• REQUIRED WORK
Collect every line of the records below that contains the string "hood", matching case exactly. Copy each such line unchanged.

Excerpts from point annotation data

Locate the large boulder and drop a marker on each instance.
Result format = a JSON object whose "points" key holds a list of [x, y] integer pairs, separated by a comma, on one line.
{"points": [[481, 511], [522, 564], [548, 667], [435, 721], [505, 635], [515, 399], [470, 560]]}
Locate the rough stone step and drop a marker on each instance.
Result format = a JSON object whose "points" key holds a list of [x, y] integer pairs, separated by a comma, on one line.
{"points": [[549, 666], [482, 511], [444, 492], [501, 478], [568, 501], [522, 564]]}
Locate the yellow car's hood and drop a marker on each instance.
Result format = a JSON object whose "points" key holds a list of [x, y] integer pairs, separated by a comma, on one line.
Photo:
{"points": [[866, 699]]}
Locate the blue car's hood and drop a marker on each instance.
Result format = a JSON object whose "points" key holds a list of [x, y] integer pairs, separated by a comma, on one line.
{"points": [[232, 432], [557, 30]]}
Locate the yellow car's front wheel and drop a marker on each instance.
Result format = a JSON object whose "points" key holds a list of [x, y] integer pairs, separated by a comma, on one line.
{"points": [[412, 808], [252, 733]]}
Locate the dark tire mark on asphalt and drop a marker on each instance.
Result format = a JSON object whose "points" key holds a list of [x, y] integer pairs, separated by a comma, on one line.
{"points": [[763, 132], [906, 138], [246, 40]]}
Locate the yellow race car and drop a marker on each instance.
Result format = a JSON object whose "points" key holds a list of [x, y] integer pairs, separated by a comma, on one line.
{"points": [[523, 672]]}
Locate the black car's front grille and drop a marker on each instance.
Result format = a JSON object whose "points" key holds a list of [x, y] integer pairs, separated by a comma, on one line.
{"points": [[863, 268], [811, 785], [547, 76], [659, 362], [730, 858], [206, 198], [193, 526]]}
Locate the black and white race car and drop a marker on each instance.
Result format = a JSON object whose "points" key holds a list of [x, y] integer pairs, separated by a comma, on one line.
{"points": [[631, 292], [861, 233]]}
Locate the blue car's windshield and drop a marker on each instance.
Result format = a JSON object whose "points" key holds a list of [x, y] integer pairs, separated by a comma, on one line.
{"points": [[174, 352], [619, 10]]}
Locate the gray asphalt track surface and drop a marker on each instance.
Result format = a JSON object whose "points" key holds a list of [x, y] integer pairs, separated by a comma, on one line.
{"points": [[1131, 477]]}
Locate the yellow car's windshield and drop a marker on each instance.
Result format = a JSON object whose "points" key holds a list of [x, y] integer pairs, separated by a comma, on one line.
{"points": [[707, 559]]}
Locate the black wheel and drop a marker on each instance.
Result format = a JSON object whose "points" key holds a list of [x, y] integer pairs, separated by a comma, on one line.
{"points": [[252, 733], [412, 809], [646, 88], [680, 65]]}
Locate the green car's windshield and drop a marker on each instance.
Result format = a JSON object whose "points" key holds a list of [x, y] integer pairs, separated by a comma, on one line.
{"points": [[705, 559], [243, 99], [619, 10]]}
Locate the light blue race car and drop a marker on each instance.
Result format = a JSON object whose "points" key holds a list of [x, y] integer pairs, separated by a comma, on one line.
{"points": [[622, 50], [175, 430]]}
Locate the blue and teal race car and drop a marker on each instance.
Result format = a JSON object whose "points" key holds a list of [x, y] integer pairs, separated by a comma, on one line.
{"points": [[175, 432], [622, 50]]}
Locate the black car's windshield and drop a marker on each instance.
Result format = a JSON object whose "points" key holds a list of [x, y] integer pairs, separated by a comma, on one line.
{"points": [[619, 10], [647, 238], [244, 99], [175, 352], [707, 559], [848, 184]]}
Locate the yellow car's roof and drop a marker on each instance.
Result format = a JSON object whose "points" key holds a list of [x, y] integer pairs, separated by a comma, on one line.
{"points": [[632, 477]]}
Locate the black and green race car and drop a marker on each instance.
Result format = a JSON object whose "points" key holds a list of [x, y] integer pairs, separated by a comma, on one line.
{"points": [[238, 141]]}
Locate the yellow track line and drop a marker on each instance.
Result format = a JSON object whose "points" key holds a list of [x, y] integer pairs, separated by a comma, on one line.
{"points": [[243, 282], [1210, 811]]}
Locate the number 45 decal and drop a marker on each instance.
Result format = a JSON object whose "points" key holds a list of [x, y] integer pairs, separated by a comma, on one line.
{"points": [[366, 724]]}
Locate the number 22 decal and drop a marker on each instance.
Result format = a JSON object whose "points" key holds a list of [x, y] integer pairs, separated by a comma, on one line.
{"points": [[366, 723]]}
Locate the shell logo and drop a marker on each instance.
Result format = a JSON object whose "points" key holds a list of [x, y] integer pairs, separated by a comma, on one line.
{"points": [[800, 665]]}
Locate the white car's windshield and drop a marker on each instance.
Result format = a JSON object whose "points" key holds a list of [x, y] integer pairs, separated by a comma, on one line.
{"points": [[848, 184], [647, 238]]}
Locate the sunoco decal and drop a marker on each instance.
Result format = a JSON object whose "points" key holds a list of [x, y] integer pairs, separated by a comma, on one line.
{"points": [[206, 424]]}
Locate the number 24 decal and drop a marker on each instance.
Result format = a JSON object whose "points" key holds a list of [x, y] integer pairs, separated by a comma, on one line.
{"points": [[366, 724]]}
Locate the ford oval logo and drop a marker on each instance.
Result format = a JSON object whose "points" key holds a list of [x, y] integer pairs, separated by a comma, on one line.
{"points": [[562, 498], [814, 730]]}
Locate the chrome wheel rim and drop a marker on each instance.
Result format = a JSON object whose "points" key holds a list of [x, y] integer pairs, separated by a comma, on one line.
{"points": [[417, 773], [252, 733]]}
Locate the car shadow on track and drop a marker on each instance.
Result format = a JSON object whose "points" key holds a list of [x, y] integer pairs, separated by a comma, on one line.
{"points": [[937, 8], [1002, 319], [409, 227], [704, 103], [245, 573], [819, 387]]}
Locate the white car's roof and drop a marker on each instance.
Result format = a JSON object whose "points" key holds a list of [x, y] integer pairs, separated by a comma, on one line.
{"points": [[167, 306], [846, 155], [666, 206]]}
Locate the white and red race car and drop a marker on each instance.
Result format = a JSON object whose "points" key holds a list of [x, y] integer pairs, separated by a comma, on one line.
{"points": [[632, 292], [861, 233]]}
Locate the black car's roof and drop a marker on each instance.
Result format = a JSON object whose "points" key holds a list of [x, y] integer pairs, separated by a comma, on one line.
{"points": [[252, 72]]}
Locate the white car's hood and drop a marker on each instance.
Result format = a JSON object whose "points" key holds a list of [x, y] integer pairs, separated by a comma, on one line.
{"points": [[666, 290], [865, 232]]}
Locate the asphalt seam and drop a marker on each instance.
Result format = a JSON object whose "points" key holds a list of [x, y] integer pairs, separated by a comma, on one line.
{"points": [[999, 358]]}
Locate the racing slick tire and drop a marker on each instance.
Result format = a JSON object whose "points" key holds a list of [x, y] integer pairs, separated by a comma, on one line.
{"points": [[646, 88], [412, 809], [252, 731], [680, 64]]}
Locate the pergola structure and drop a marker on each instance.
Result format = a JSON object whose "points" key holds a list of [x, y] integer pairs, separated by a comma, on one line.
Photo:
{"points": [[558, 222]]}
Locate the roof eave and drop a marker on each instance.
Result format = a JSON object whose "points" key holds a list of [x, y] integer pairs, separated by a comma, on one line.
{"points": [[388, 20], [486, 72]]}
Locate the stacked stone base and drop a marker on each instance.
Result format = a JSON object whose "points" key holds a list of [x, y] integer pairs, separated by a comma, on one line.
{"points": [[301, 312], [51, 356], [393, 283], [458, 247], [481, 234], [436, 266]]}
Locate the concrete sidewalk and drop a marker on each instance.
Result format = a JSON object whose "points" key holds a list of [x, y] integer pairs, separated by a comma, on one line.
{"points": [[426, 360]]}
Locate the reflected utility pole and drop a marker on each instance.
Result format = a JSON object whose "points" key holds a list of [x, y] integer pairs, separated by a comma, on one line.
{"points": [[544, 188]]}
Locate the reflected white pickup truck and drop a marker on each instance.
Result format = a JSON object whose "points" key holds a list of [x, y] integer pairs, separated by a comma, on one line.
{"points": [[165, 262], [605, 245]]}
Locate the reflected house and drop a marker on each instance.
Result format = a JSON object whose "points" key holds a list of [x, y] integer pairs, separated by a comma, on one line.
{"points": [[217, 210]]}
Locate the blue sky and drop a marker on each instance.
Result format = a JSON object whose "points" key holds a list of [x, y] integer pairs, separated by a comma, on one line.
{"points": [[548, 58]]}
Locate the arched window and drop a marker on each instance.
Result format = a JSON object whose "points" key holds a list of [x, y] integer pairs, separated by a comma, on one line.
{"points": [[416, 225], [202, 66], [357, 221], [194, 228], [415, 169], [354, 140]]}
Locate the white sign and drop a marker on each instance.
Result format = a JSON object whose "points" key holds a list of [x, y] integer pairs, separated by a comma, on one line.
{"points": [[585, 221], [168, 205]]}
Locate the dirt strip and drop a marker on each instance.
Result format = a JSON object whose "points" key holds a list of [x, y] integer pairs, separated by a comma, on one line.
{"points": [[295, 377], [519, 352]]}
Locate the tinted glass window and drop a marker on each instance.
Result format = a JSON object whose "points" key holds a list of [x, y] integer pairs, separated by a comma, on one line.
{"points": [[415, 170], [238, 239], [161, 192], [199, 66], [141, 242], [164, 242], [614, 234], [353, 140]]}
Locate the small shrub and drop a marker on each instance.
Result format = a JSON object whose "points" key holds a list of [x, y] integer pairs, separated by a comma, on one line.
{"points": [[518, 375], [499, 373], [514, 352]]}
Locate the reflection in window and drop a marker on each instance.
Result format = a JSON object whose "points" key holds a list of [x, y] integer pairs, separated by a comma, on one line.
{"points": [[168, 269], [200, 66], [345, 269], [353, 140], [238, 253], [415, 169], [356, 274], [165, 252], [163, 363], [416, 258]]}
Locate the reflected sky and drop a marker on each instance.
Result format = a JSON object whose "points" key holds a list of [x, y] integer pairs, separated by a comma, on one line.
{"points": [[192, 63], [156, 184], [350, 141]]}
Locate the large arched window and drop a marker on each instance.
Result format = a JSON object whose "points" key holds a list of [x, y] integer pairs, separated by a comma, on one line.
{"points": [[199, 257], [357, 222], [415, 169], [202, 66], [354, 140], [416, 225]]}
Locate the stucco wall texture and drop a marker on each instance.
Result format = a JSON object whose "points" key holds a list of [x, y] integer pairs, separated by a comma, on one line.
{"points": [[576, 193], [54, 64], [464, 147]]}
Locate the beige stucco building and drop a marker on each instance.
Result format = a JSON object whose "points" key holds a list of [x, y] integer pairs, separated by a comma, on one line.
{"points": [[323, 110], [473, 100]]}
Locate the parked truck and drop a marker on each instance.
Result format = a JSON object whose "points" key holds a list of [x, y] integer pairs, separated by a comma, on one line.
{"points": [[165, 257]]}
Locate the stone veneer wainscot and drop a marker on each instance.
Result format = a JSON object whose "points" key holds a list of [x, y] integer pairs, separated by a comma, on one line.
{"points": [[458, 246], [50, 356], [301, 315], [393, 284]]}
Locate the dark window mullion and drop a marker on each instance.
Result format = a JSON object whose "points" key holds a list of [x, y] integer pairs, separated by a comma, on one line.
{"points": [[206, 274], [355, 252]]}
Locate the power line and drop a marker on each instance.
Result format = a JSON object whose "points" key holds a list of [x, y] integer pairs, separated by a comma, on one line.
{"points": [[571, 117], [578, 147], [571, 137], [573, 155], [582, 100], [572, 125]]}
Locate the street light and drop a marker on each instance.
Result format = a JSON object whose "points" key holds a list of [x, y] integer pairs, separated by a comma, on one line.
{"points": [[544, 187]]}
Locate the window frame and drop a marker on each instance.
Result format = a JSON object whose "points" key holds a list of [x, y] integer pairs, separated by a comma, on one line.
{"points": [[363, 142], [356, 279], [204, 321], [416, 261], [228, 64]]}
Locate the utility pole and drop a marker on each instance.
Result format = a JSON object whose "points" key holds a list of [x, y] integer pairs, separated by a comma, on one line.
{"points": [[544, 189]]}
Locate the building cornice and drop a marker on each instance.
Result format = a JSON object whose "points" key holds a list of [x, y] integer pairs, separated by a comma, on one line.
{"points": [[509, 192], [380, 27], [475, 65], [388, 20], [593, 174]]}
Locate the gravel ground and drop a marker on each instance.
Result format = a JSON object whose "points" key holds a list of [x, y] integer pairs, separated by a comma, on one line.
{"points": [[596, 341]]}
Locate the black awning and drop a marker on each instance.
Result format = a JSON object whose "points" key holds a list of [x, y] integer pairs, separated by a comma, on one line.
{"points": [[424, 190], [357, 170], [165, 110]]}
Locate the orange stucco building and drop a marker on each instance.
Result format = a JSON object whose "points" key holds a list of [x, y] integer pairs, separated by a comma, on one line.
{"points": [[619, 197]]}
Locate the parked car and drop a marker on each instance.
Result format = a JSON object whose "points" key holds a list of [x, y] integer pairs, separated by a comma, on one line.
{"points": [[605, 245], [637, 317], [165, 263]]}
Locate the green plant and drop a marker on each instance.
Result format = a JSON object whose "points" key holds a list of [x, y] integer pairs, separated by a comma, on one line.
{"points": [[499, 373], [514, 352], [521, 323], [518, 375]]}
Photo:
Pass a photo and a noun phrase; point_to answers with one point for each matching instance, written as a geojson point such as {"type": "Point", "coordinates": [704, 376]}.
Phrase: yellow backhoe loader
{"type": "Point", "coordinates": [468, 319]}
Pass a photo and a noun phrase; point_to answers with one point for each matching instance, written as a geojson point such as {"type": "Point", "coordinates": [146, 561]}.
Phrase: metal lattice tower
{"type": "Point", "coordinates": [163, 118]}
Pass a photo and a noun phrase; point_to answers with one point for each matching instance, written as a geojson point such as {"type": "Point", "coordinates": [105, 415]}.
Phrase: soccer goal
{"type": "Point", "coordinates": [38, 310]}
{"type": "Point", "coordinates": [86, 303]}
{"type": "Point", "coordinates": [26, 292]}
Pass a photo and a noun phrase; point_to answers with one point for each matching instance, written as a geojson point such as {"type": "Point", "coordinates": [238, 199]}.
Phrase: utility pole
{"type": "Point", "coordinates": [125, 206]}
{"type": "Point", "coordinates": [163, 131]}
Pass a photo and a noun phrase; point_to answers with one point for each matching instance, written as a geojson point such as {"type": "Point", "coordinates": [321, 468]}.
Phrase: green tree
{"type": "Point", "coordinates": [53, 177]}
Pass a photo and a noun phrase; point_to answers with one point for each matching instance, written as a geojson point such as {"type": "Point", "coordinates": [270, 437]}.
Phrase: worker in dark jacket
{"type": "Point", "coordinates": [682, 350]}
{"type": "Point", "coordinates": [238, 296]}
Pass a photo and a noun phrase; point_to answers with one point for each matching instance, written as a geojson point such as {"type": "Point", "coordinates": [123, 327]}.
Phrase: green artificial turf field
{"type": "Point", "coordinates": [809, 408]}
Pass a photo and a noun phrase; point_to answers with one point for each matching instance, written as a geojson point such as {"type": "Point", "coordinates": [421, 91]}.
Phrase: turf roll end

• OUTPUT
Locate the yellow car's hood and drop a marker on each instance.
Locate the blue car's hood and drop a marker on each instance.
Locate the white car's hood and drop a marker on each instance.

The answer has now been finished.